■ **What the exercise asks**:
Update the entries below by replacing every "polygon" with "outline" and leaving everything else unchanged. Leave the pictures out of your answer.

■ **Exercise data**:
[Start]

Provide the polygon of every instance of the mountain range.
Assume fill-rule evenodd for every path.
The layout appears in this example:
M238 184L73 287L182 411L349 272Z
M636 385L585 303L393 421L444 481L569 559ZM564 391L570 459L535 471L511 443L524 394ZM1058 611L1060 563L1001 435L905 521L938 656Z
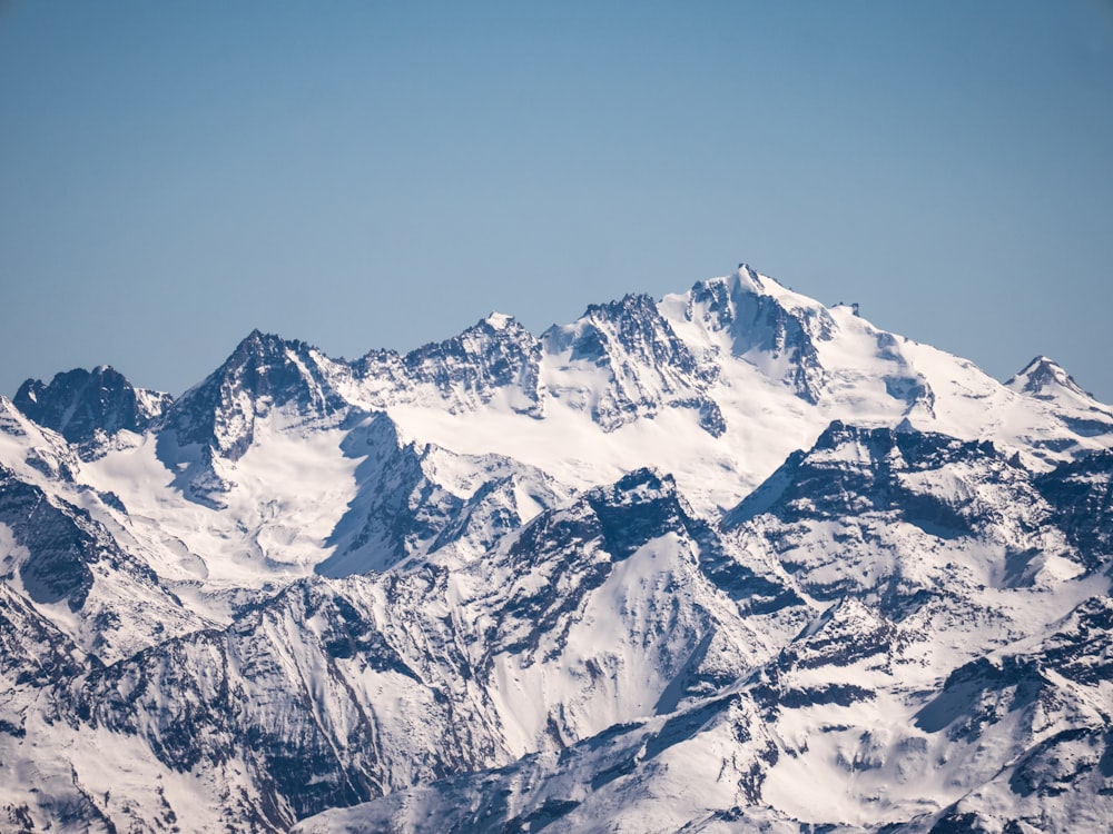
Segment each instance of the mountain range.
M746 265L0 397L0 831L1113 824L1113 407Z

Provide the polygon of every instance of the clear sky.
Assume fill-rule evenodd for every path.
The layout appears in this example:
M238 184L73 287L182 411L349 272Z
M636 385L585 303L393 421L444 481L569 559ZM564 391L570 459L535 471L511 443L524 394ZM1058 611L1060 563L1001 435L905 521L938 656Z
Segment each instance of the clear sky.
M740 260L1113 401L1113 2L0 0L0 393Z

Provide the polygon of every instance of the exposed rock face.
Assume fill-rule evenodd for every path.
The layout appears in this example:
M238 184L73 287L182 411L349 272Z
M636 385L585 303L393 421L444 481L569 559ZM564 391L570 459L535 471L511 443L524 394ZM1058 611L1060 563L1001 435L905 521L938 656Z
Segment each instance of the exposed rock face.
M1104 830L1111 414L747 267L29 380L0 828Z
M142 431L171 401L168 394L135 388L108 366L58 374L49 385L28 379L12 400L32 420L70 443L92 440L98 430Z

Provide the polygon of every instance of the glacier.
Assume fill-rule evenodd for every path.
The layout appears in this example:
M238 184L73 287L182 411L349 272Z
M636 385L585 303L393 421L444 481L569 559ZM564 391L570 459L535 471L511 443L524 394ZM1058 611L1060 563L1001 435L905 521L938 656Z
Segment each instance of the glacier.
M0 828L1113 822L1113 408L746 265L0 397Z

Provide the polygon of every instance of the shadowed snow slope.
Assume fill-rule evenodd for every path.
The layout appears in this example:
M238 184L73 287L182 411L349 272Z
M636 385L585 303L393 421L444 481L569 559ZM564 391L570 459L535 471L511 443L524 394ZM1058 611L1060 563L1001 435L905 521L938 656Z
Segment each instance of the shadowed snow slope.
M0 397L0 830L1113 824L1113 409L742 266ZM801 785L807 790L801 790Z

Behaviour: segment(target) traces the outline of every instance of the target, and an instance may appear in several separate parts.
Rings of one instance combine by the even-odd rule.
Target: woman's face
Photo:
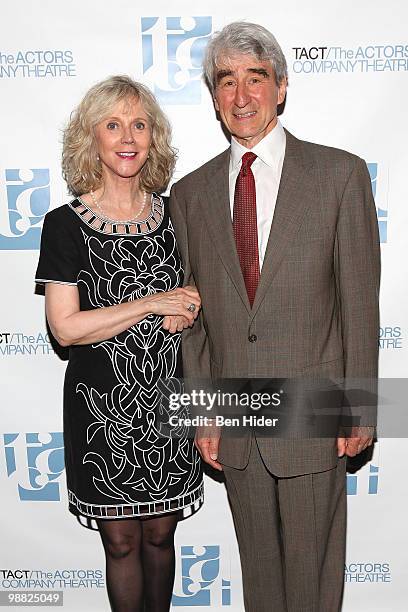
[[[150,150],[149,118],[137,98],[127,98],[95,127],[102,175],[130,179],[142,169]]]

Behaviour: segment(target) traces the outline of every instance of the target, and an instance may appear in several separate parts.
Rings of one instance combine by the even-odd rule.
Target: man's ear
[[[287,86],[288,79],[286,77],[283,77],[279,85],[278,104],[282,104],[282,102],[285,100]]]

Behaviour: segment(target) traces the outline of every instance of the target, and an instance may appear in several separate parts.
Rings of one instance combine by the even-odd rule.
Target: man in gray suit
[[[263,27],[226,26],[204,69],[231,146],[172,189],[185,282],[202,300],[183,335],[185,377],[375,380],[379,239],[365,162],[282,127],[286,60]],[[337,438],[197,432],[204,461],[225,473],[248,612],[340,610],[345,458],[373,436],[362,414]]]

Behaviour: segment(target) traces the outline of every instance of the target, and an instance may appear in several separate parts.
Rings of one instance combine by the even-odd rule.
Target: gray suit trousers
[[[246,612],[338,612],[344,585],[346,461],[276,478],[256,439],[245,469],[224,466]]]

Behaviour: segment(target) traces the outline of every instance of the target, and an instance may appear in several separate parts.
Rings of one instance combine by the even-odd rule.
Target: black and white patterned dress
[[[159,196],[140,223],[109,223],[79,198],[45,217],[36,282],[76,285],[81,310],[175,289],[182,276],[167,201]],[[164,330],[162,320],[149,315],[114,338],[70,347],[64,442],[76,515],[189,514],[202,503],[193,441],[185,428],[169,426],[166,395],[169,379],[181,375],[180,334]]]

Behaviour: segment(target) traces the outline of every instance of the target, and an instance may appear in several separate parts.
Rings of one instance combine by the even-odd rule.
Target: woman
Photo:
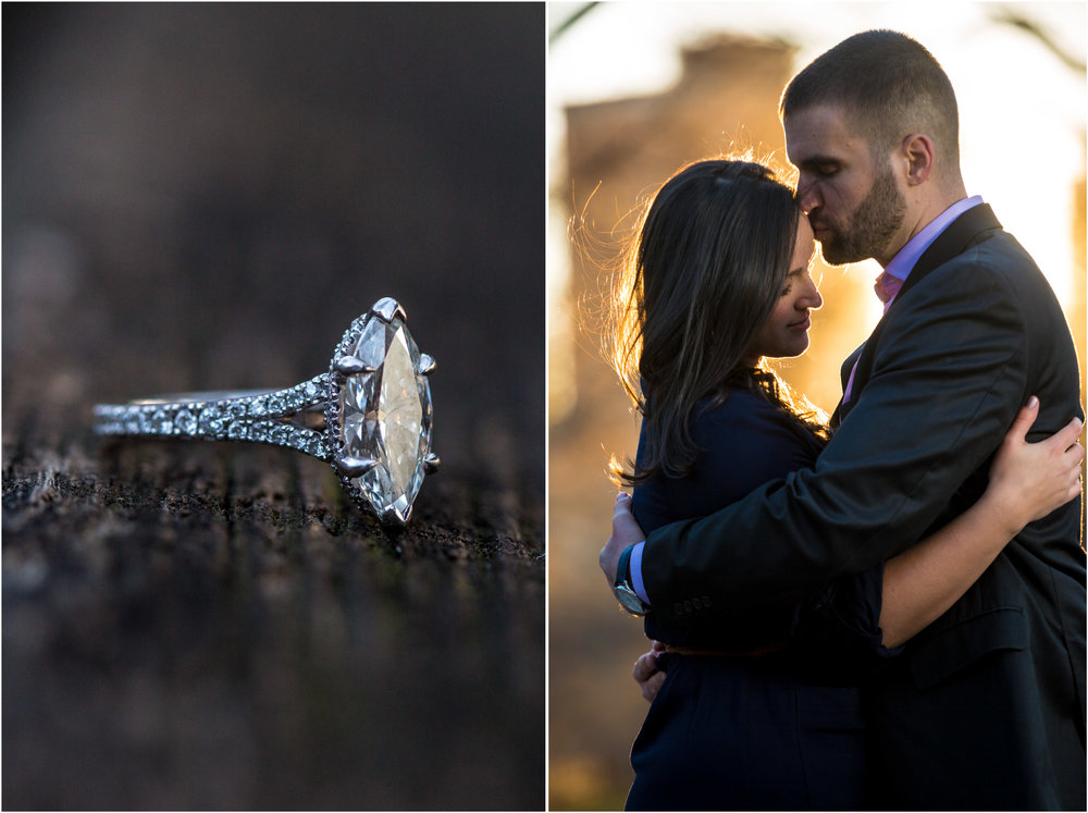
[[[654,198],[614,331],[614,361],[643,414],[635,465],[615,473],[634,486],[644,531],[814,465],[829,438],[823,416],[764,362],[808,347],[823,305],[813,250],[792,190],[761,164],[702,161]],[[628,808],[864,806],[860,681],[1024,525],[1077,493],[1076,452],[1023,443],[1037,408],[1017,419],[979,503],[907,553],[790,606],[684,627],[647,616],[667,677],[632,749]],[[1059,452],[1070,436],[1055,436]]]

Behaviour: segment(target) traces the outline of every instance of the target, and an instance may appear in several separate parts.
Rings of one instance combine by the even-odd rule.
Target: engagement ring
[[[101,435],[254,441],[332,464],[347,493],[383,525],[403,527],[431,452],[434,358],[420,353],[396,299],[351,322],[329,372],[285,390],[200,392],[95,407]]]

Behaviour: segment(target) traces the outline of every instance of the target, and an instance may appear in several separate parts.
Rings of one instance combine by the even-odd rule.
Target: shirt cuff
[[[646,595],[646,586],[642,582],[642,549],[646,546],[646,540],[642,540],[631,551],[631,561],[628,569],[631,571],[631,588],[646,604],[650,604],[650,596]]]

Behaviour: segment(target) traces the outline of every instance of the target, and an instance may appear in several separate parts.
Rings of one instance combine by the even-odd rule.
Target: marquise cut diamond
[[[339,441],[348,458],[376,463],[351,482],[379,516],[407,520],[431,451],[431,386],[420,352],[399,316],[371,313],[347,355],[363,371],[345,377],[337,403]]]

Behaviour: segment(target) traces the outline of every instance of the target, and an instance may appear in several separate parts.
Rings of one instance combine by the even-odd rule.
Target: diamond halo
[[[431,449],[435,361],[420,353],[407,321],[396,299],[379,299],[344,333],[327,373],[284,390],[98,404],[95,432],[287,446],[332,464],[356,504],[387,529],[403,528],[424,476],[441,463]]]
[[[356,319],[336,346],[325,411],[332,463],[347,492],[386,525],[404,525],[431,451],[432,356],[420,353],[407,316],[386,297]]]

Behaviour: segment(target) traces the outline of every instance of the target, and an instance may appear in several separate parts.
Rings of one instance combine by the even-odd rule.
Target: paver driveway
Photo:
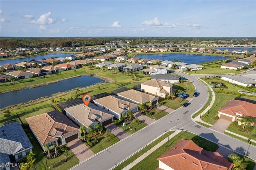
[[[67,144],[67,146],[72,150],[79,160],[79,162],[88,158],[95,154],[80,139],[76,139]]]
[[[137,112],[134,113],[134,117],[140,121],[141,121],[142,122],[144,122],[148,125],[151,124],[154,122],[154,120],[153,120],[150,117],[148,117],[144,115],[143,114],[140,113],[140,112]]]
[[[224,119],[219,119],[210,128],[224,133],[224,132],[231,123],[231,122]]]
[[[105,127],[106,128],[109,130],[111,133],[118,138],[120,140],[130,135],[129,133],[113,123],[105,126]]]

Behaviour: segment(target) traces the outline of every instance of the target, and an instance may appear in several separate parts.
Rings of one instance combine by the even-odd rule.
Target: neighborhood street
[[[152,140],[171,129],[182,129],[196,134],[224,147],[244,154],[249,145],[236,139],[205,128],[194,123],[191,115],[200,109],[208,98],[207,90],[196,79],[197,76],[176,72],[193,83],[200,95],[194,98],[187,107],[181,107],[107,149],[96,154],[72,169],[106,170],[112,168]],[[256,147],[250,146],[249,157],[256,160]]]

[End]

■ **Expected answer**:
Provide the outline of every instance of the mountain range.
Assume fill-rule evenodd for every path.
The layout appears in this example:
M238 184L73 287L182 411L349 272Z
M636 385L585 303L393 421L444 481L569 559ZM564 391L570 459L535 471L511 443L524 394ZM1058 611L1060 563L1001 435L905 521L938 656Z
Segment each instance of the mountain range.
M746 265L0 397L0 831L1113 824L1113 407Z

Provide the outline of every instance of the clear sky.
Assume fill-rule evenodd for every path.
The layout appears in this example:
M238 184L73 287L182 411L349 272Z
M636 385L585 303L393 421L444 481L569 559ZM564 391L570 459L535 471L511 443L524 394ZM1058 611L1060 563L1001 435L905 521L938 656Z
Segment each instance of the clear sky.
M740 260L1113 401L1113 2L0 0L0 393Z

Provide the outline of every instance of the exposed rock face.
Assume fill-rule evenodd for every path.
The layout appears in this example:
M238 184L73 287L182 411L349 272Z
M636 385L585 303L393 421L444 481L569 559ZM564 391L570 459L535 471L511 443L524 394ZM1058 611L1060 563L1001 435L905 521L938 656Z
Segment each instance of the exposed rock face.
M1104 830L1111 414L747 267L29 380L0 828Z
M142 431L171 401L168 394L135 388L108 366L58 374L49 385L28 379L12 400L32 420L70 443L92 440L98 430Z

Provide the outline of every instance of the glacier.
Assume fill-rule evenodd for every path.
The layout appears in this example:
M238 184L73 287L182 411L349 272Z
M636 385L585 303L393 421L444 481L569 559ZM564 391L570 459L535 471L511 443L524 394ZM1058 611L1060 563L1001 435L905 521L938 656Z
Segment each instance of the glacier.
M0 828L1113 822L1113 408L746 265L0 397Z

Provide the outline of every instance of the shadowed snow slope.
Assume fill-rule evenodd for every path.
The layout appears in this example:
M238 184L73 287L182 411L349 272Z
M636 385L585 303L393 421L444 481L569 559ZM564 391L570 459L535 471L511 443L524 394ZM1058 611L1060 563L1001 435L905 521L938 656Z
Segment each instance of the shadowed snow slope.
M0 397L0 830L1113 824L1113 409L742 266ZM801 785L807 790L801 790Z

Behaviour: segment(target) traces the outline of every instance of the target, and an instance may appear in several separate parts.
Rings of one instance combine by the even-odd rule.
Target: woman's face
Photo:
[[[150,150],[149,118],[137,98],[127,98],[95,127],[102,175],[130,179],[142,169]]]

Behaviour: segment(target) traces the outline of every instance of the target, and an instance may appear in several separate parts.
Rings of one instance combine by the even-odd rule.
Target: man's ear
[[[287,86],[288,79],[286,77],[283,77],[279,85],[278,104],[282,104],[282,102],[285,100]]]

Behaviour: segment(target) traces the outline of every instance of the target, and an instance may appear in several separate parts.
Rings of one instance combine by the even-odd rule.
Target: man in gray suit
[[[263,27],[226,26],[204,69],[231,146],[172,189],[185,282],[202,300],[183,335],[185,377],[375,380],[379,239],[365,162],[282,127],[286,60]],[[337,438],[197,432],[204,461],[225,473],[248,612],[340,610],[345,458],[373,436],[362,414]]]

Behaviour: segment(target) traces the outline of every instance of the target, and an instance may appear in several separate parts.
Rings of one instance combine by the even-odd rule.
Target: gray suit trousers
[[[246,612],[338,612],[344,585],[346,461],[276,478],[256,439],[245,469],[224,466]]]

Behaviour: segment(target) traces the outline of every instance of the target, and an instance may appear in several separate parts.
Rings of one instance combine by the even-odd rule.
Target: black and white patterned dress
[[[159,196],[140,223],[109,223],[79,198],[45,217],[36,282],[76,285],[81,310],[175,289],[182,276],[167,201]],[[164,330],[162,320],[149,315],[114,338],[70,347],[64,442],[76,515],[189,514],[202,503],[193,441],[185,428],[169,426],[166,395],[169,379],[181,375],[180,334]]]

Behaviour: segment(target) traces the outline of every instance of the target, and an instance may appear in several separate parts.
Rings of one instance combine by the even-odd rule.
Target: woman
Photo:
[[[654,198],[614,331],[614,361],[643,414],[635,465],[615,473],[634,486],[644,531],[814,465],[829,438],[823,416],[764,362],[808,347],[823,305],[813,250],[792,190],[761,164],[702,161]],[[628,808],[864,806],[860,681],[1024,525],[1077,493],[1076,452],[1023,443],[1037,408],[1017,419],[979,503],[907,553],[790,606],[684,627],[647,616],[667,677],[632,749]],[[1059,452],[1070,436],[1055,436]]]

Behaviour: segment(target) traces the outline of every instance of the target, and an instance may appear in several separate parts.
Rings of one instance combine by the even-odd rule.
Target: engagement ring
[[[101,435],[254,441],[332,464],[347,493],[383,525],[403,527],[431,452],[434,358],[420,353],[396,299],[351,322],[329,372],[285,390],[200,392],[95,407]]]

Behaviour: segment(target) traces the outline of every instance of the target, and an instance may appear in several separate parts.
Rings of one instance combine by the even-odd rule.
Target: shirt cuff
[[[646,595],[646,586],[642,582],[642,549],[646,546],[646,540],[642,540],[631,551],[631,561],[628,569],[631,571],[631,588],[646,604],[650,604],[650,596]]]

Behaviour: segment(target) traces the outline of every instance of the target, and an instance may appear in several separate parts.
Rings of one instance combine by the even-odd rule.
Target: marquise cut diamond
[[[339,441],[348,458],[376,463],[351,482],[379,516],[407,520],[431,451],[431,386],[420,352],[399,316],[371,313],[347,355],[363,371],[345,377],[337,403]]]

Behaviour: segment(target) traces the outline of every instance of the target, and an instance may appear in several separate parts.
Rings of one instance combine by the even-odd rule.
Target: diamond halo
[[[431,449],[435,361],[420,353],[407,321],[396,299],[379,299],[344,333],[327,373],[284,390],[98,404],[95,432],[287,446],[332,464],[356,504],[387,529],[403,528],[424,476],[441,463]]]
[[[356,319],[336,346],[325,411],[332,463],[347,492],[386,525],[404,525],[431,451],[432,356],[420,353],[407,316],[386,297]]]

Behaviour: segment(target) traces the outline of every instance of the target, and an instance may appear in several separate parts.
Rings of one instance combine by the even-odd rule.
Target: paver driveway
Photo:
[[[67,144],[67,146],[72,150],[79,160],[79,162],[88,158],[95,154],[80,139],[76,139]]]
[[[137,112],[134,113],[134,117],[140,121],[141,121],[142,122],[144,122],[148,125],[151,124],[154,122],[154,120],[153,120],[150,117],[148,117],[144,115],[143,114],[140,113],[140,112]]]
[[[224,119],[219,119],[210,128],[224,133],[224,132],[231,123],[231,122]]]
[[[105,127],[106,128],[109,130],[111,133],[118,138],[120,140],[130,135],[129,133],[113,123],[105,126]]]

Behaviour: segment(target) traces the outline of every instance of the target, and an instance may appear in several separate parts.
Rings of one instance combine by the even-odd rule.
Target: neighborhood street
[[[152,140],[171,129],[182,129],[196,134],[224,147],[244,154],[249,145],[236,139],[205,128],[194,123],[191,115],[200,109],[208,98],[207,90],[196,79],[197,76],[176,72],[193,83],[200,95],[194,98],[187,107],[181,107],[107,149],[96,154],[72,169],[106,170],[112,168]],[[256,147],[250,146],[249,157],[256,160]]]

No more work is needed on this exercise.